Trecho citado ▸
---
Versão Inglês

Ano:  1949  Vol. 17   Ed. 5  - Setembro - Dezembro - ()

Seção: -

Páginas: 129 a 137

 

DO ESTUDO COMPARATIVO DO TRATAMENTO DAS ANGINAS AGUDAS PELO BISMUTO, PELAS SULFONAMIDAS E PELA PENICILINA (*)

Autor(es): PROF. JOÃO MARINHO

Rio de Janeiro - Brasil

Com louvável prudência o regimento do congresso limita o tempo das exposições a um quase nada, ainda mais encurtado o destinado aos temas livres. Na obediência à brevidade explanarei o que tenho a dizer sem nenhuma preocupação de confirmações bibliográficas, remetendo o curioso ou o interessado para a obra do Dr. Aristides Monteiro, Da Ação do Bismuto nas Anginas Agudas (contribuição clínica e experimental), onde se encontram enumerados os nomes dos autores e o titulo das obras referentes ao tratamento das anginas agudas pelo bismuto até ao ano de 1943. Dessa obra temos muita satisfação de entregar dois exemplares à mesa para que lhe dê o destino que julgar conveniente. O que veio depois é pouco ou mera repetição que em seu lugar apontaremos.

Tão pronto o efeito do bismuto nas anginas agudas puras, quero dizer sem complicações, quanto ineficaz, ou quase, nas que evolvem para terminarem em abcesso via de regra peri-amigdaliano. Nesta forma, ensaiou Aristides Monteiro a penicilina como se lerá na Revista brasileira de Oto-Rino-Laringologia, número de Janeiro-Fevereiro de 1946, cujo dado bibliográfico cito por se referir à época posterior a 1943, com resultados promissores como se verá na referida contribuição. Completa dêste modo o seu autor o tratamento da angina aguda pelo bismuto com o emprego da penicilina nos casos em que êle por excepção não dá resultado.
---
Perguntas ▸
(1) Reproduza do texto sobre o tratamento das anginas agudas o trecho que vai de "Tão pronto o" até "não dá resultado.".
(2) Dê a continuação do texto sobre as anginas agudas a partir do ponto em que ele para.
---
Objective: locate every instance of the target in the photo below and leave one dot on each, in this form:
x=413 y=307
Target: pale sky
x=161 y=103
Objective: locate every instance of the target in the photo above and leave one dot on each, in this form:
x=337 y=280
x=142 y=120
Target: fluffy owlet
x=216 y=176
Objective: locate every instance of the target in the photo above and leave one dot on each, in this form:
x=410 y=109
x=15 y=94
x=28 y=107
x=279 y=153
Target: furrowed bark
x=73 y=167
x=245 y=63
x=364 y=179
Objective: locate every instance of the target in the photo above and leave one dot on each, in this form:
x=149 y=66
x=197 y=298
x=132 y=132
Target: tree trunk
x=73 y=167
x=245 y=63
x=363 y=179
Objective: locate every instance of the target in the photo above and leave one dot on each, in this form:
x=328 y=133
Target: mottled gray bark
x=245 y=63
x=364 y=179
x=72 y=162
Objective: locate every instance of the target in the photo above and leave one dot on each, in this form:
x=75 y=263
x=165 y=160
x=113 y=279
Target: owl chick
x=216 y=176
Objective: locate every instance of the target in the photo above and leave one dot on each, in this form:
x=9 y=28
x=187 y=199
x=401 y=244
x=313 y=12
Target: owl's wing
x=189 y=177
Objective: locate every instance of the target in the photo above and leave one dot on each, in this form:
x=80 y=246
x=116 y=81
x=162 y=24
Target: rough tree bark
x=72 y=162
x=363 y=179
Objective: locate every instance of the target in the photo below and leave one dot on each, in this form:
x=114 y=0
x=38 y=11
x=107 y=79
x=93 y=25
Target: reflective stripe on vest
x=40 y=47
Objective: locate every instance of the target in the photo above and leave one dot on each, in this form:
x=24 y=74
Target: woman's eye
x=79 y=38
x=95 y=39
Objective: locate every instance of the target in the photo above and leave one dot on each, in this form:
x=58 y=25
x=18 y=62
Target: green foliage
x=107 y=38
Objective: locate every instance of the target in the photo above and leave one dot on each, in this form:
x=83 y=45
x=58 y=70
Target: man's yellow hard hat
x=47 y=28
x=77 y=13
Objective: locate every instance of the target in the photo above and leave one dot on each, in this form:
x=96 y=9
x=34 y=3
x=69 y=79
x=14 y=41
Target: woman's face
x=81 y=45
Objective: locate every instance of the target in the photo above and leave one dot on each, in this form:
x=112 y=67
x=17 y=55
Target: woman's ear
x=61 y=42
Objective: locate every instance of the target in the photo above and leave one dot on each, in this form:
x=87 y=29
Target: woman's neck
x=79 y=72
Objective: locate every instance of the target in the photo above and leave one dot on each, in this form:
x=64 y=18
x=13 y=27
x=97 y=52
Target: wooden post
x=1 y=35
---
Respostas ▸
(1)
Tão pronto o efeito do bismuto nas anginas agudas puras, quero dizer sem complicações, quanto ineficaz, ou quase, nas que evolvem para terminarem em abcesso via de regra peri-amigdaliano. Nesta forma, ensaiou Aristides Monteiro a penicilina como se lerá na Revista brasileira de Oto-Rino-Laringologia, número de Janeiro-Fevereiro de 1946, cujo dado bibliográfico cito por se referir à época posterior a 1943, com resultados promissores como se verá na referida contribuição. Completa dêste modo o seu autor o tratamento da angina aguda pelo bismuto com o emprego da penicilina nos casos em que êle por excepção não dá resultado.

(2)
Mas de um dos senhores estarão a perguntar corno veio ao Dr. Aristides Monteiro a idéia de tratar a angina aguda por bismuto em injeção paraenteral. Sei contar. Foi assim:

Em 1919, Levaditi sistematizou o tratamento da sífilis pelo bismuto. 0 professor e dirigente da clínica Oto-Rino-Laringológica em que o Dr. Monteiro então trabalhava ainda ao tempo de interno, lembrou empregar o bismuto também na angina de Vincent, na suposição de igual efeito esperilicida no caso do espirilo na simbiose. Pouco se lhe deu da pretendida diferenciação morfológica entre as duas espécies. Eram espirilos e isso lhe bastava para a experimentação intentada. O costume de tratar a angina de Plaut-Vincent com aplicações locais de ácido crômico, que continuou a usar juntamente com o bismuto, acabou por lhe deixar na dúvida se os resultados animadores alcançados deviam se atribuir ao bismuto ou ao ácido crômico. Em 1926 levou o resultado de suas observações à Semana de Otoneurolaringologia realizada em São Paulo. Como tenha sido, persistiu com o bismuto por lhe parecer que abreviava a evolução do mal, mais lenta quando tratado ao modo antigo sem bismuto. Aristides Monteiro assim viu medicar numerosos casos de angina ulcero- membranosa pelo bismuto. Antes de 1933, porém, jamais lhe passou pelo pensamento ingetá-lo em caso de angina aguda. Nesse ano, enfermeira atacada de violento surto anginoso desenganada de panos quentes e gargarejos, pediu-lhe lhe fizesse uma injeção de bismuto. Sorriu-se, mas fez. Surpreenderam-se ambos com o pronto alívio em horas.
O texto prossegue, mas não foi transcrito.